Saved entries
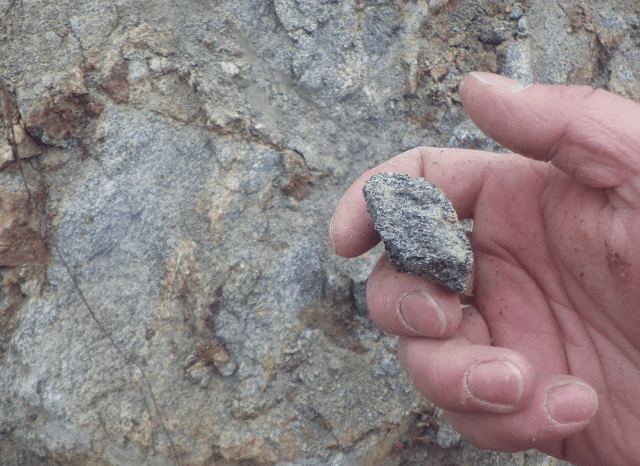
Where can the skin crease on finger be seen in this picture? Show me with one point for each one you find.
(557, 261)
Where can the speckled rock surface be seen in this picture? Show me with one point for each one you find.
(183, 160)
(420, 230)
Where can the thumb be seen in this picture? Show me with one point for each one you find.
(591, 135)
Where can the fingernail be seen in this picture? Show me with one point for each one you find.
(332, 242)
(419, 312)
(571, 403)
(496, 382)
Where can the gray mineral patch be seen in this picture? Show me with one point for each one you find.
(420, 230)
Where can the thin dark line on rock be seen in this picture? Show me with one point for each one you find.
(44, 231)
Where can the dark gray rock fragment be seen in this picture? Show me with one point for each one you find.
(420, 230)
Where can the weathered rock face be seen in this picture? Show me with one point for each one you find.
(186, 157)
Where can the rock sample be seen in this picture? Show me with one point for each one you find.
(420, 230)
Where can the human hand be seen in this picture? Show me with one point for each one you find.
(547, 355)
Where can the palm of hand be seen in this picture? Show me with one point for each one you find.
(556, 279)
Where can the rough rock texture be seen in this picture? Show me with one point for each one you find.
(185, 158)
(420, 230)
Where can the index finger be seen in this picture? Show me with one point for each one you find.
(460, 173)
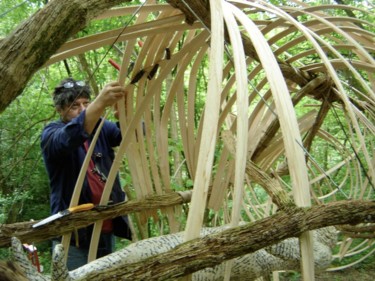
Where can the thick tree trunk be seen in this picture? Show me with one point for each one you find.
(213, 249)
(64, 225)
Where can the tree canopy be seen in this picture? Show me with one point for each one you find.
(274, 109)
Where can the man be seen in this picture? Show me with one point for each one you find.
(64, 144)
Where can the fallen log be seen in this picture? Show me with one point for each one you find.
(27, 234)
(214, 249)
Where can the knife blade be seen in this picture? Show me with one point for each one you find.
(79, 208)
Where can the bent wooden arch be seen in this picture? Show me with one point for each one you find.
(331, 77)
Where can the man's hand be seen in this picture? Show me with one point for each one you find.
(110, 95)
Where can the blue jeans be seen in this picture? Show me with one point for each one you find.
(77, 257)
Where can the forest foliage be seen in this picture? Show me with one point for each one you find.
(24, 189)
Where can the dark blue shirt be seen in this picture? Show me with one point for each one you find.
(63, 152)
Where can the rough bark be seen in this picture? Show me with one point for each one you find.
(213, 249)
(67, 224)
(34, 41)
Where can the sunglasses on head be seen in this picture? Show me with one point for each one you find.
(71, 84)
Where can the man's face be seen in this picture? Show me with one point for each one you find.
(73, 110)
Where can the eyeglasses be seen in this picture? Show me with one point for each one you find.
(71, 84)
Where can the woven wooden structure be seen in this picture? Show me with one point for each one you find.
(275, 76)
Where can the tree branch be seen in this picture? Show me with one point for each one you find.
(213, 249)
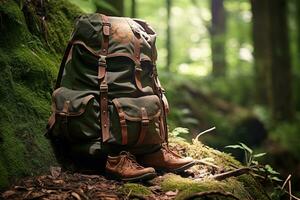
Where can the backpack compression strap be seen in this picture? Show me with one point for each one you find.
(62, 64)
(102, 79)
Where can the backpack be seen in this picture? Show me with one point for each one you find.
(107, 91)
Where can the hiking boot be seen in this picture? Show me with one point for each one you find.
(124, 167)
(166, 160)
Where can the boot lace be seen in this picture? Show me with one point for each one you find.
(130, 160)
(170, 152)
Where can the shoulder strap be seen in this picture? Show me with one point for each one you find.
(62, 65)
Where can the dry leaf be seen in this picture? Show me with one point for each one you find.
(172, 193)
(55, 171)
(7, 194)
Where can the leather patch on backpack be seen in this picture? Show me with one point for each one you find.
(121, 32)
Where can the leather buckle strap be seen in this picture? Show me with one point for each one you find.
(103, 87)
(106, 25)
(144, 126)
(122, 121)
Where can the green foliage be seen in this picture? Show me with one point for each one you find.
(179, 132)
(90, 6)
(28, 64)
(250, 161)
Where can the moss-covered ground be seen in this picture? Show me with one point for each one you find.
(30, 51)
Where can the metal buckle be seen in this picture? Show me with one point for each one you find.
(104, 88)
(102, 61)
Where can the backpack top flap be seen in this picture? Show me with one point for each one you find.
(123, 35)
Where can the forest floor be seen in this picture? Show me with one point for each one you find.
(216, 175)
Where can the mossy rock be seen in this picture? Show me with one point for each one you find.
(134, 190)
(244, 187)
(30, 52)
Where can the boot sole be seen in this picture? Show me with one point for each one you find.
(177, 170)
(143, 177)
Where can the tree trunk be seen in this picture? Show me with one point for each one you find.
(272, 57)
(262, 49)
(110, 7)
(281, 75)
(168, 36)
(218, 37)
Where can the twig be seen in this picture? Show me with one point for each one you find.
(208, 130)
(203, 194)
(202, 161)
(290, 189)
(236, 172)
(286, 180)
(293, 196)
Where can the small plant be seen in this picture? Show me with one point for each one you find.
(263, 171)
(178, 133)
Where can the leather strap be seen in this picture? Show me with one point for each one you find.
(102, 79)
(144, 126)
(122, 122)
(62, 64)
(138, 69)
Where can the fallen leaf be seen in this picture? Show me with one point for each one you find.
(55, 171)
(172, 193)
(74, 194)
(7, 194)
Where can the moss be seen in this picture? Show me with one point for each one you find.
(29, 63)
(60, 22)
(199, 151)
(133, 189)
(252, 185)
(187, 187)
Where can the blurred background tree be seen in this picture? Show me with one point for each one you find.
(225, 63)
(230, 64)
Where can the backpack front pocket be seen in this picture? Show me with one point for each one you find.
(75, 116)
(136, 121)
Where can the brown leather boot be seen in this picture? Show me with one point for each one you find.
(166, 160)
(125, 167)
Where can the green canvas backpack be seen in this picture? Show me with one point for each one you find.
(107, 90)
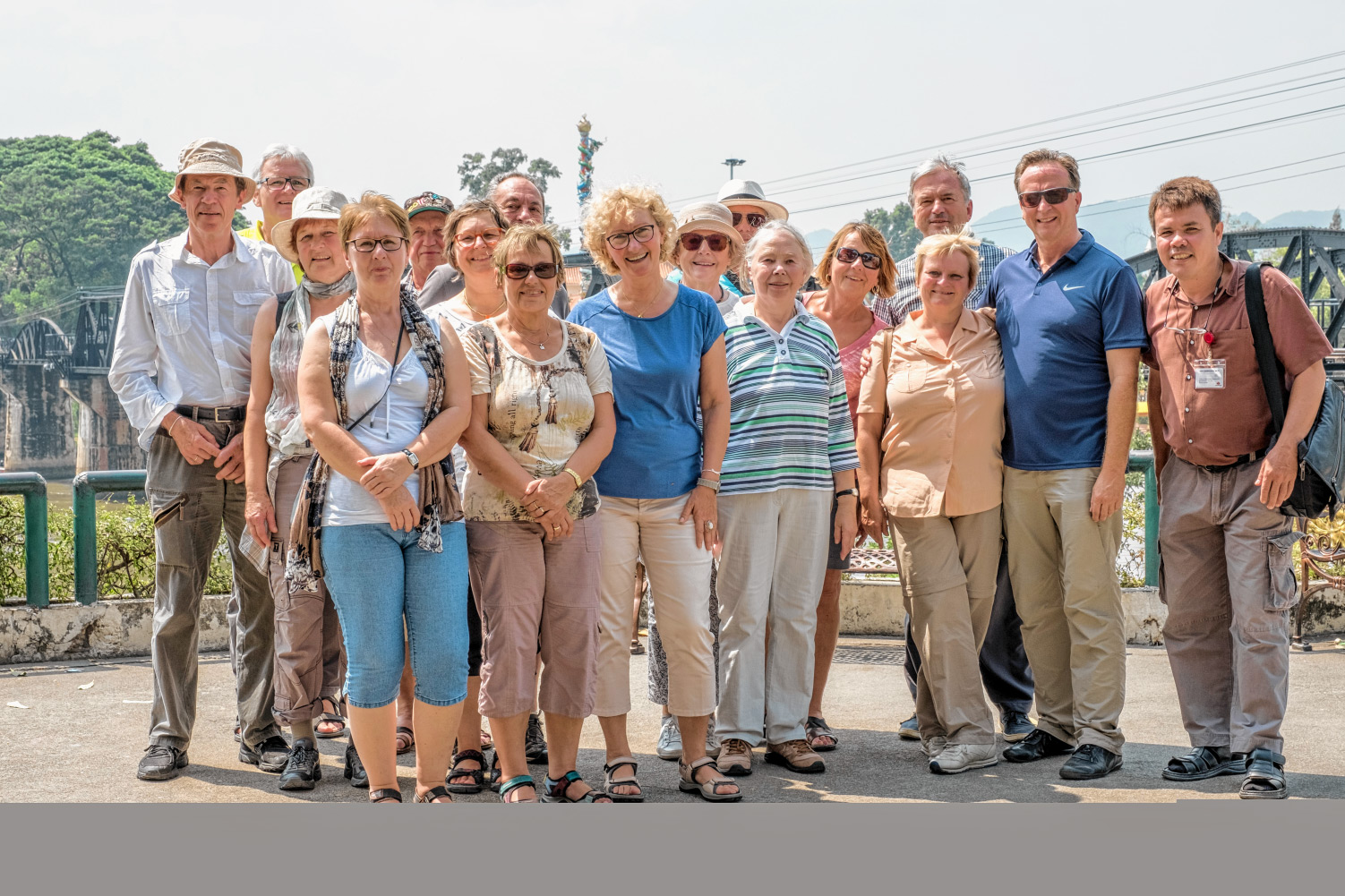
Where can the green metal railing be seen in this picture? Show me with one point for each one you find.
(1144, 462)
(86, 487)
(34, 490)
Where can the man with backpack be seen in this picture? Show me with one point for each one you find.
(1227, 550)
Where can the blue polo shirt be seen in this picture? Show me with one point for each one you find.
(1055, 329)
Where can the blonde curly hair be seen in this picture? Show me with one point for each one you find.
(621, 203)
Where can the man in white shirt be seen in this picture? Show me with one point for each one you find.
(181, 368)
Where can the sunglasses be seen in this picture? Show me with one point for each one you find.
(849, 257)
(691, 241)
(1053, 197)
(623, 240)
(544, 272)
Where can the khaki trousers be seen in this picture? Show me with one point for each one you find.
(948, 568)
(1064, 577)
(310, 654)
(1227, 576)
(680, 588)
(771, 571)
(190, 508)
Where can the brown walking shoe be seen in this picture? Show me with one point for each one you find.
(796, 756)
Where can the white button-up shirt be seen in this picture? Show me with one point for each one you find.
(184, 329)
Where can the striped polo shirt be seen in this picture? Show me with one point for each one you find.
(788, 416)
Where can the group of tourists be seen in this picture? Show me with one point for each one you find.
(442, 478)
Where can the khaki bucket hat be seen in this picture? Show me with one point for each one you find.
(315, 203)
(213, 157)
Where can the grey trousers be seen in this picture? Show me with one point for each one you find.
(1004, 663)
(190, 506)
(1227, 576)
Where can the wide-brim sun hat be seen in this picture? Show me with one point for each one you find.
(211, 158)
(707, 216)
(315, 203)
(748, 192)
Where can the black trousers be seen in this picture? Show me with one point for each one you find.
(1004, 663)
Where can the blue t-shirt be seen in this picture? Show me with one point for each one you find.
(1055, 329)
(656, 389)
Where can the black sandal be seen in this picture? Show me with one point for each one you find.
(1204, 762)
(432, 794)
(477, 775)
(1264, 776)
(557, 791)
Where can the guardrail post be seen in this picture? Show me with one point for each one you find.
(86, 487)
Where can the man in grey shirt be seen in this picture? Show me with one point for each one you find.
(521, 201)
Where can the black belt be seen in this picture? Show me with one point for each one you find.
(1245, 459)
(217, 414)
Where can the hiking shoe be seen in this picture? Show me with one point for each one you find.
(535, 741)
(670, 740)
(160, 763)
(270, 755)
(302, 770)
(796, 756)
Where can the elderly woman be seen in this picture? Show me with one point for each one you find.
(857, 262)
(790, 459)
(931, 420)
(707, 248)
(543, 422)
(383, 396)
(664, 345)
(310, 661)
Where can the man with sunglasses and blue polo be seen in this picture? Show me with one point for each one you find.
(940, 202)
(1071, 326)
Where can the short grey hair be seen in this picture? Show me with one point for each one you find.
(767, 230)
(939, 163)
(288, 152)
(509, 175)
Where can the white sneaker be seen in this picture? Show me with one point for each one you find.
(670, 740)
(959, 757)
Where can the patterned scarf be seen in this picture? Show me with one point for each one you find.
(439, 498)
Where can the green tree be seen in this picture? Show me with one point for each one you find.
(74, 211)
(897, 227)
(477, 171)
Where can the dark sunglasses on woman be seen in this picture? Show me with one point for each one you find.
(870, 260)
(691, 241)
(544, 272)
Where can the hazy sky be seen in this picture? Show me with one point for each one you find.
(389, 96)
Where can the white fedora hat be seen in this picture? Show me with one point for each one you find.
(315, 203)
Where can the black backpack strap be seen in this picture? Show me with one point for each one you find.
(1272, 373)
(281, 300)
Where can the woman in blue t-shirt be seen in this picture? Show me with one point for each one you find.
(664, 345)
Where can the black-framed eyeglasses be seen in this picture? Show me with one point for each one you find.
(389, 243)
(546, 270)
(1053, 197)
(691, 241)
(849, 257)
(623, 240)
(276, 184)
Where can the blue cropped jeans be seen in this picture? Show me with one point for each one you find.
(375, 575)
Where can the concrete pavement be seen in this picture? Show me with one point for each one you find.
(75, 744)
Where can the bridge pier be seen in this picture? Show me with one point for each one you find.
(105, 438)
(39, 433)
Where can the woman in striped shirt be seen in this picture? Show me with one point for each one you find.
(790, 455)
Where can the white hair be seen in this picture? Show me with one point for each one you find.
(287, 152)
(939, 163)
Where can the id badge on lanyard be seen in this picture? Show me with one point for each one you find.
(1208, 373)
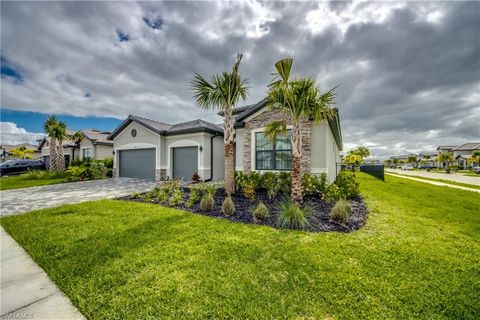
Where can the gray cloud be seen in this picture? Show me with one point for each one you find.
(408, 72)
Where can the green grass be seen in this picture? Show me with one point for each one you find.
(417, 257)
(468, 185)
(25, 181)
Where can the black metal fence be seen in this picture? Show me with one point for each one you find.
(374, 170)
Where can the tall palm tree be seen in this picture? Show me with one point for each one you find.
(22, 152)
(301, 100)
(222, 92)
(57, 131)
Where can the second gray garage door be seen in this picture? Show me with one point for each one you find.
(138, 163)
(185, 162)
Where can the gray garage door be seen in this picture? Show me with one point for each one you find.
(185, 161)
(139, 163)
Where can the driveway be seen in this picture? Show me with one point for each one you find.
(455, 177)
(22, 200)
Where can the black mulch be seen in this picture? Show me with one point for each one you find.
(319, 217)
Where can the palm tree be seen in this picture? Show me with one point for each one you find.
(22, 152)
(57, 131)
(301, 100)
(222, 92)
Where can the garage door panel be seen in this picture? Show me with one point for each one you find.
(138, 163)
(185, 162)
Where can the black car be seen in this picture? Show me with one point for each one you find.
(12, 167)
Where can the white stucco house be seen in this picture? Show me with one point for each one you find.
(151, 149)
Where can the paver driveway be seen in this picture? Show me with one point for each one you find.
(19, 201)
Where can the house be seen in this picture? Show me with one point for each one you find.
(463, 152)
(93, 145)
(6, 155)
(441, 150)
(321, 143)
(150, 149)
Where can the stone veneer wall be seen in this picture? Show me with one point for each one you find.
(261, 121)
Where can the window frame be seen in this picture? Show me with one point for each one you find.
(273, 152)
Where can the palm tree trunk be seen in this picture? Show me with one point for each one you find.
(228, 140)
(296, 192)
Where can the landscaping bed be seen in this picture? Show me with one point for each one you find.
(318, 209)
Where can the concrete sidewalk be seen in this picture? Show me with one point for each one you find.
(442, 184)
(26, 291)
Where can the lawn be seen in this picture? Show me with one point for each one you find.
(417, 257)
(468, 185)
(25, 181)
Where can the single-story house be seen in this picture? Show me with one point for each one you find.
(94, 145)
(150, 149)
(463, 152)
(146, 148)
(5, 153)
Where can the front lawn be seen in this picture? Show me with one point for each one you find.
(416, 257)
(25, 181)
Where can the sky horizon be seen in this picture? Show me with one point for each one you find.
(408, 72)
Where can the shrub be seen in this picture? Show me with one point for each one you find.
(261, 212)
(271, 183)
(194, 197)
(285, 180)
(76, 173)
(291, 216)
(347, 184)
(249, 191)
(176, 197)
(332, 193)
(341, 211)
(228, 207)
(195, 177)
(207, 202)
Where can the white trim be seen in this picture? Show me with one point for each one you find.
(252, 149)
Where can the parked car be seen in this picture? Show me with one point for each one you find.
(13, 167)
(407, 166)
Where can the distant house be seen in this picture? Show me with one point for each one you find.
(5, 153)
(94, 145)
(463, 152)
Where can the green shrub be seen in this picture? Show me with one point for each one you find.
(291, 216)
(261, 212)
(347, 184)
(332, 193)
(271, 183)
(228, 207)
(176, 197)
(249, 191)
(76, 173)
(194, 197)
(285, 179)
(207, 202)
(341, 211)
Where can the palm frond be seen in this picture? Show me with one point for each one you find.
(275, 128)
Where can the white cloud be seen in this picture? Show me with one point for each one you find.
(10, 133)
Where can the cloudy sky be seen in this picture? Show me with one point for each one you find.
(409, 73)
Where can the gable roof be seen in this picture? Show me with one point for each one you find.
(468, 147)
(163, 128)
(248, 111)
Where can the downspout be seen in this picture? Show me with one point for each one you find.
(211, 156)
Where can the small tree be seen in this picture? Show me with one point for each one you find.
(22, 152)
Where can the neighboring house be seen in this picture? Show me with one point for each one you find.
(150, 149)
(94, 145)
(321, 144)
(441, 150)
(463, 152)
(6, 155)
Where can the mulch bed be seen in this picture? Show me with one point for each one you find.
(319, 217)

Exercise goal —
Copy each line exactly, beginning at the one with "Where can the neighboring" and stopping after the last line of the entries. Include nothing else.

Answer section —
Where can the neighboring house be seen in this picture? Show me with one point for each one you find.
(150, 149)
(94, 145)
(321, 144)
(441, 150)
(463, 152)
(6, 155)
Where can the mulch bed be seen in this picture? Show me with one point for each one you find.
(319, 217)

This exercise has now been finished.